• [WHAT IS ASKED]: Return the lines below verbatim, starting at the very first line and ending at the line that contains "[0, 543, 1389, 868]", with both of those lines included.

• [Items listed in a dataset]:

┄┄┄┄┄┄

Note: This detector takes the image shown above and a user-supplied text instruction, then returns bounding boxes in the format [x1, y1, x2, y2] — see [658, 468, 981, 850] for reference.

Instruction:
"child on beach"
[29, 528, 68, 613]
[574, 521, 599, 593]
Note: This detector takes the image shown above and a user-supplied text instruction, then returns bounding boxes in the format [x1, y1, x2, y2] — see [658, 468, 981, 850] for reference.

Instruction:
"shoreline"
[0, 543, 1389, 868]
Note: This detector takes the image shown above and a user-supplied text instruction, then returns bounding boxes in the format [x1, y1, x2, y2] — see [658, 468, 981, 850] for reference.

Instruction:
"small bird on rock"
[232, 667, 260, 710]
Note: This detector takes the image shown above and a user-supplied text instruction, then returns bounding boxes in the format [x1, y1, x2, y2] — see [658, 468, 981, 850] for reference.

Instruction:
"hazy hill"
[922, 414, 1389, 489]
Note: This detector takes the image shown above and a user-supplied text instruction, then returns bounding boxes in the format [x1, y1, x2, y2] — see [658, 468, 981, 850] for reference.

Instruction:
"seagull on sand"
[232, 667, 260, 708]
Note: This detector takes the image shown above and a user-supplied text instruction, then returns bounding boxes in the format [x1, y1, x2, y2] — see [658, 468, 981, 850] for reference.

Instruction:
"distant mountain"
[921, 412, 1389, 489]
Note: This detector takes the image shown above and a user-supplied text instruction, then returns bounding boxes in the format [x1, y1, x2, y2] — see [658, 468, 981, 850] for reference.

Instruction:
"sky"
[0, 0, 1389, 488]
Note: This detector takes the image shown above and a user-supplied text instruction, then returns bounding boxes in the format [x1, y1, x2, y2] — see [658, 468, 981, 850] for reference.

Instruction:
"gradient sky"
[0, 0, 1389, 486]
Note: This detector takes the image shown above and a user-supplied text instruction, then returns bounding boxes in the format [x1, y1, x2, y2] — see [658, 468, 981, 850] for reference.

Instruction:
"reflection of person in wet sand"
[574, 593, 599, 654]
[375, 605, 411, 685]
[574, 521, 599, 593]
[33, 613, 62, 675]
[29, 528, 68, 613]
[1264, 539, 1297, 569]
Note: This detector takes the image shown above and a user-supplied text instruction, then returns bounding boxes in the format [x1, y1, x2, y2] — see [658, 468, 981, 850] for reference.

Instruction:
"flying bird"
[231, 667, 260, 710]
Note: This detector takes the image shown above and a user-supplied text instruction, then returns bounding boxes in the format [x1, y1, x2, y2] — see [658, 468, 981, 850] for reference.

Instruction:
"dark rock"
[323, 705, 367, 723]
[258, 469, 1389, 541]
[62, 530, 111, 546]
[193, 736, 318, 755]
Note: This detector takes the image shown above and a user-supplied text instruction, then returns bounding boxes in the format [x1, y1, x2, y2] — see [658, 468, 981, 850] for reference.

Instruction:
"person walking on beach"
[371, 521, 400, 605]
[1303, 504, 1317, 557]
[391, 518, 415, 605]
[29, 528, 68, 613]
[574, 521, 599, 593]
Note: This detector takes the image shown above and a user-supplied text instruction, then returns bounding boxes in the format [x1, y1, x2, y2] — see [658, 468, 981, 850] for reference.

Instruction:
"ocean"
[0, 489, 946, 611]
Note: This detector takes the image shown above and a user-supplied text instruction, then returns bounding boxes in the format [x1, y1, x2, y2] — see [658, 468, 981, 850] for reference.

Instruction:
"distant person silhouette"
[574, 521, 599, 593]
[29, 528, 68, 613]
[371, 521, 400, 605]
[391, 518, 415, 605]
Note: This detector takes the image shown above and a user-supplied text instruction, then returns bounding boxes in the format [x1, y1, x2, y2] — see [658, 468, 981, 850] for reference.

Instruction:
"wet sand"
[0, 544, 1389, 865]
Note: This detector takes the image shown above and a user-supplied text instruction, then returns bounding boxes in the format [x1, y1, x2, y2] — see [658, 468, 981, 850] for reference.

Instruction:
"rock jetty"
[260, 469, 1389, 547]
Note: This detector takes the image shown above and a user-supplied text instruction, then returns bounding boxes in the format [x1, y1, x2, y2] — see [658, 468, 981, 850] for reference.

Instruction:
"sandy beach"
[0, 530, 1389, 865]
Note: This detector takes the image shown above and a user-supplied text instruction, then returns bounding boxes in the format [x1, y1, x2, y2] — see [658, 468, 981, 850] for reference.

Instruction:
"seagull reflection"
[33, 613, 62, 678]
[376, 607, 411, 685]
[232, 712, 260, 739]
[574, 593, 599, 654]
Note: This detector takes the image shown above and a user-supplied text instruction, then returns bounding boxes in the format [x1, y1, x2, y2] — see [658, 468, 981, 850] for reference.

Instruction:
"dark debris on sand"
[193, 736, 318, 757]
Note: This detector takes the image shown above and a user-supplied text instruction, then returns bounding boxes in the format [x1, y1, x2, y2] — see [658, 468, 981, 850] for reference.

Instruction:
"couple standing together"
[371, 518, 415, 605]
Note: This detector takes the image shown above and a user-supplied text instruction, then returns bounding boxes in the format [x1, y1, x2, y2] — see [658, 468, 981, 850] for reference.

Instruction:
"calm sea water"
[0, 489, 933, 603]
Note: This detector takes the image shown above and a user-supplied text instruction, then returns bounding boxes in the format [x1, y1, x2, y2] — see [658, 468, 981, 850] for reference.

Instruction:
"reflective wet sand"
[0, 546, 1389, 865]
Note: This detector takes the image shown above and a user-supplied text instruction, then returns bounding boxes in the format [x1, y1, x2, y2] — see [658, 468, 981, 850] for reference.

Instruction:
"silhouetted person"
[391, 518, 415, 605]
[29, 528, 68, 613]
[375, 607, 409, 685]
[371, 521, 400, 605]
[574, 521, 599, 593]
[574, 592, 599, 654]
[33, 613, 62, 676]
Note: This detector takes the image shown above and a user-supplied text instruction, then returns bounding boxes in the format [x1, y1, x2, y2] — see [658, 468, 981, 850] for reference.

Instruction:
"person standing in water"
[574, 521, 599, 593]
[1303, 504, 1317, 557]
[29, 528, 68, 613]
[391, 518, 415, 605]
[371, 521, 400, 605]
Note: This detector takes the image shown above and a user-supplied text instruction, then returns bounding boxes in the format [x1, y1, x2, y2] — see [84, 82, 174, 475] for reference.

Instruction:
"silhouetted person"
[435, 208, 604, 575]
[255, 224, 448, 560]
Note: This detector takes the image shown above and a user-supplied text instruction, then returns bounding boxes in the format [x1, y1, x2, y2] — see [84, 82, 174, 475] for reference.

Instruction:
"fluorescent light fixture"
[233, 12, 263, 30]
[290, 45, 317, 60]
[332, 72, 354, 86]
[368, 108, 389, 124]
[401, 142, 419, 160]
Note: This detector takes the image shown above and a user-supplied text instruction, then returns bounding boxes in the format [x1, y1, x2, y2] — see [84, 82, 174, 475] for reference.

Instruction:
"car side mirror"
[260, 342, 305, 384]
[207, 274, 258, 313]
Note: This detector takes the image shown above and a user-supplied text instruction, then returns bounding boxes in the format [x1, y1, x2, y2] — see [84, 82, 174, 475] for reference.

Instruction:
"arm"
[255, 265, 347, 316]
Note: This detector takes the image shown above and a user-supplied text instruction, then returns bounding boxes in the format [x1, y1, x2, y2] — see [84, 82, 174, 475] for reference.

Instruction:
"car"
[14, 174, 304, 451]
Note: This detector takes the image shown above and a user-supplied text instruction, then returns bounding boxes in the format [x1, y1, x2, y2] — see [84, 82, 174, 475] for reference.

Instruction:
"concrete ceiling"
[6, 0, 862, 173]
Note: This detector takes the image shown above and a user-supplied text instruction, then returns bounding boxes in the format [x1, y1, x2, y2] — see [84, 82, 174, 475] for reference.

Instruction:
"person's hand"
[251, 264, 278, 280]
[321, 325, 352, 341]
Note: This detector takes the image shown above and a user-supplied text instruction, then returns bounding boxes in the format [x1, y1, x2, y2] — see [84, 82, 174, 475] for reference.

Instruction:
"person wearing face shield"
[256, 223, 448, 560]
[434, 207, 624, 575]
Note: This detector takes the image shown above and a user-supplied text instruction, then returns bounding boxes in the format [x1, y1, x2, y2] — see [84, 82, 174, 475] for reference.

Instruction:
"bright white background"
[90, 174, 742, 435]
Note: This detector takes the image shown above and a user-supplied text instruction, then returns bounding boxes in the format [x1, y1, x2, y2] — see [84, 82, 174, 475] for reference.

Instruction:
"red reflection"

┄┄┄┄┄┄

• [CORRECT RESPONSE]:
Note: This detector takes the image shown above and a user-supplied text instruction, then returns bounding boxes in the format [x1, y1, x2, y2] — see [658, 468, 981, 850] for reference.

Instruction:
"child on beach"
[29, 528, 68, 613]
[574, 521, 599, 593]
Note: This detector takes the image shown above and a user-supplied text instruction, then returns bounding boxes in the format [x1, y1, x2, y2] — see [658, 468, 981, 850] for reference.

Instruction:
"shoreline"
[0, 543, 1389, 868]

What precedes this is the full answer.